> **Exercise**: Reproduce the notebook excerpt between "import torch" and "SequenceClassifier.list_supported_models()", inclusive, swapping every "SequenceClassifier" for "TextClassifier".

> **Passage to read**:
****************
We compare the training time and performance of bert-large-cased and xlnet-large-cased. The model used can be set in the **Configurations** section. 

In [1]:
import sys, os
nlp_path = os.path.abspath('../../')
if nlp_path not in sys.path:
    sys.path.insert(0, nlp_path)

import scrapbook as sb

from tempfile import TemporaryDirectory

import numpy as np
from sklearn.metrics import classification_report
from sklearn.preprocessing import LabelEncoder

import torch

from utils_nlp.models.transformers.sequence_classification import Processor, SequenceClassifier
from utils_nlp.dataset.multinli import load_pandas_df
from utils_nlp.common.pytorch_utils import dataloader_from_dataset
from utils_nlp.common.timer import Timer

To see all the model supported by `SequenceClassifier`, call the `list_supported_models` method.  
**Note**: Although `SequenceClassifier` supports distilbert for single sequence classification, distilbert doesn't support sentence pair classification and can not be used in this notebook

In [None]:
SequenceClassifier.list_supported_models()

## Configurations

In [None]:
MODEL_NAME = "bert-large-cased"
TO_LOWER = False
BATCH_SIZE = 16

# MODEL_NAME = "xlnet-large-cased"
****************
> **Data entries**:
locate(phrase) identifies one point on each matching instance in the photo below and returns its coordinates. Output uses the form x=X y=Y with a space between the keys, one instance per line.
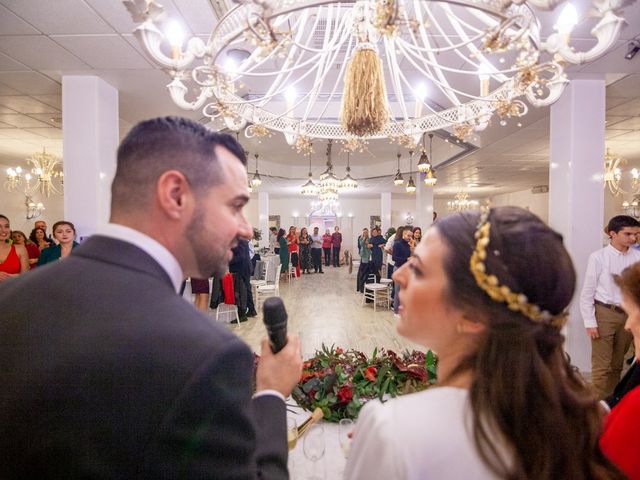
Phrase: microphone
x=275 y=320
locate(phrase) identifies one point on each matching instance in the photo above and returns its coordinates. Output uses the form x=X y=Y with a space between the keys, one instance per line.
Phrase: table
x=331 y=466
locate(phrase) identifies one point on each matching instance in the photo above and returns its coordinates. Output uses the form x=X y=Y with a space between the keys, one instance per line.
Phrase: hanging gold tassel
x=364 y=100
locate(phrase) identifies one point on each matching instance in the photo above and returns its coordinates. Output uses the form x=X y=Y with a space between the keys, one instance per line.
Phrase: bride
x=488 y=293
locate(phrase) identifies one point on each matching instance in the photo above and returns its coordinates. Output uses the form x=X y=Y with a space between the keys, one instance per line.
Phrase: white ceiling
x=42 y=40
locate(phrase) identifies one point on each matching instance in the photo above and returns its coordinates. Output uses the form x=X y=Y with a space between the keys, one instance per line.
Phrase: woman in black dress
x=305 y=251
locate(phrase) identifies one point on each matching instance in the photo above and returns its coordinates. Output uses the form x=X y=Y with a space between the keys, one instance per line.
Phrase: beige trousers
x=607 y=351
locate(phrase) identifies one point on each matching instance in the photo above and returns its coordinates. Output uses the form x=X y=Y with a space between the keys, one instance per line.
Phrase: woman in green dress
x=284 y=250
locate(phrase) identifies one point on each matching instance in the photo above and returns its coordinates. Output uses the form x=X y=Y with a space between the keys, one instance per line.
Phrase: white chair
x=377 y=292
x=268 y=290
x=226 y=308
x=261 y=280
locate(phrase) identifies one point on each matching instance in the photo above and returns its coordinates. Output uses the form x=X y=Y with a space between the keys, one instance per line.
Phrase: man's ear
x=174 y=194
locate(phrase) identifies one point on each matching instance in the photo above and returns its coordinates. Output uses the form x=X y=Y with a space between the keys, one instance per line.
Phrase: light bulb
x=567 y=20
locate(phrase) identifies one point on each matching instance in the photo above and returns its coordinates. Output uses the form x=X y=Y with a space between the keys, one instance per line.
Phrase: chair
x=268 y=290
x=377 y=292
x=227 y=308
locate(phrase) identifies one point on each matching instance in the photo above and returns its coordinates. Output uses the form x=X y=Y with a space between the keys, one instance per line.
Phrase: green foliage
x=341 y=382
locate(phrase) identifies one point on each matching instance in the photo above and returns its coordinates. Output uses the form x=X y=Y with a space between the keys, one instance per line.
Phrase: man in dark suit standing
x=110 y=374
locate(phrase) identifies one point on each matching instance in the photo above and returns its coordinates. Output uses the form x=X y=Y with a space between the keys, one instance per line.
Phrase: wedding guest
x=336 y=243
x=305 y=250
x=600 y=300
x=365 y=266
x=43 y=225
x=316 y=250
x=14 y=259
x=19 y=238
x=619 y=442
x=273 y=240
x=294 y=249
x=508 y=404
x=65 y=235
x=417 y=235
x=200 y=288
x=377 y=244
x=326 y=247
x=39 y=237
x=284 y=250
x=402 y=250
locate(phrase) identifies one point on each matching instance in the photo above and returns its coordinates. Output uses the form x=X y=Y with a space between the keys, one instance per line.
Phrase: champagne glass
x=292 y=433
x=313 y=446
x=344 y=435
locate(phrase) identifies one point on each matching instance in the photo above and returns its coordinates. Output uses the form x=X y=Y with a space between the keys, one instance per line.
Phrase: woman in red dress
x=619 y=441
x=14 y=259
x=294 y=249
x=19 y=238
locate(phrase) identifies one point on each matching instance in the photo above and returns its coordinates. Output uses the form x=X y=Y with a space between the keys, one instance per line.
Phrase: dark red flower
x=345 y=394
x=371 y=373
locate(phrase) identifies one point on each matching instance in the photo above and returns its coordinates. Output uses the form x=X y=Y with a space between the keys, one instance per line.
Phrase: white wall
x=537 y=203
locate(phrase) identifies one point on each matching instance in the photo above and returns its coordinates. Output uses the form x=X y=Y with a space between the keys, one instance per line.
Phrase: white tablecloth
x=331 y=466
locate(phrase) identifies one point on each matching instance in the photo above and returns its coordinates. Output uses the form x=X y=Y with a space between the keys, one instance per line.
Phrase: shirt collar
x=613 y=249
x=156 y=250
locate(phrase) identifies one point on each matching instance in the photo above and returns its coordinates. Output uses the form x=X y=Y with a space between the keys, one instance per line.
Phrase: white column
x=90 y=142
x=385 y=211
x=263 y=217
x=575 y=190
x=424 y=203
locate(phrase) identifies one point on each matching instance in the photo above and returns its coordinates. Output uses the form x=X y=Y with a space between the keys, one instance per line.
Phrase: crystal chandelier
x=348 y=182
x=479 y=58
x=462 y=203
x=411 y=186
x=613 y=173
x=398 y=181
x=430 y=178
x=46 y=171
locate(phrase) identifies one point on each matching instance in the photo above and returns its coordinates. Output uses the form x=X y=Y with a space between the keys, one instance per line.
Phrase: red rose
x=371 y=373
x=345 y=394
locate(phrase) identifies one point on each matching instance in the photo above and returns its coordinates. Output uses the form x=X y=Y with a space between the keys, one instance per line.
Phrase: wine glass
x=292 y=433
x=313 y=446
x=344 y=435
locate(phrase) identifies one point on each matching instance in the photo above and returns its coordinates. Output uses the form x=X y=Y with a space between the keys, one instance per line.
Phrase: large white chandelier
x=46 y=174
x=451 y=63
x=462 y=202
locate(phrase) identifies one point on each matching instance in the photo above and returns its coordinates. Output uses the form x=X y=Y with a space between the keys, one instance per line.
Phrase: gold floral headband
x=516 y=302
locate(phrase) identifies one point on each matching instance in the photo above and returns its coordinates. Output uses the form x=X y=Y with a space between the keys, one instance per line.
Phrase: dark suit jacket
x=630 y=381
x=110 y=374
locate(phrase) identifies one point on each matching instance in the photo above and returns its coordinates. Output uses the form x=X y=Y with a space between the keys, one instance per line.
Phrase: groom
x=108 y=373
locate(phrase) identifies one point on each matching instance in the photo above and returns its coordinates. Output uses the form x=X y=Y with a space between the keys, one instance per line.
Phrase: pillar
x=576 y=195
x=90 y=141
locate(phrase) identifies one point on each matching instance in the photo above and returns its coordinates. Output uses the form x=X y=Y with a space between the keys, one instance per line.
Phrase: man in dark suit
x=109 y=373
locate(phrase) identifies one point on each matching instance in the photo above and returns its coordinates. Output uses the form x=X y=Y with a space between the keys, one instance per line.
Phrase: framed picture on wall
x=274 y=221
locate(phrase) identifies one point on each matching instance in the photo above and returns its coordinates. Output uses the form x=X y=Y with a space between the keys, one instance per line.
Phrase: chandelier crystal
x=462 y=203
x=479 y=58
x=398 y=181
****************
> **Answer in full**:
import torch

from utils_nlp.models.transformers.sequence_classification import Processor, TextClassifier
from utils_nlp.dataset.multinli import load_pandas_df
from utils_nlp.common.pytorch_utils import dataloader_from_dataset
from utils_nlp.common.timer import Timer

To see all the model supported by `TextClassifier`, call the `list_supported_models` method.  
**Note**: Although `TextClassifier` supports distilbert for single sequence classification, distilbert doesn't support sentence pair classification and can not be used in this notebook

In [None]:
TextClassifier.list_supported_models()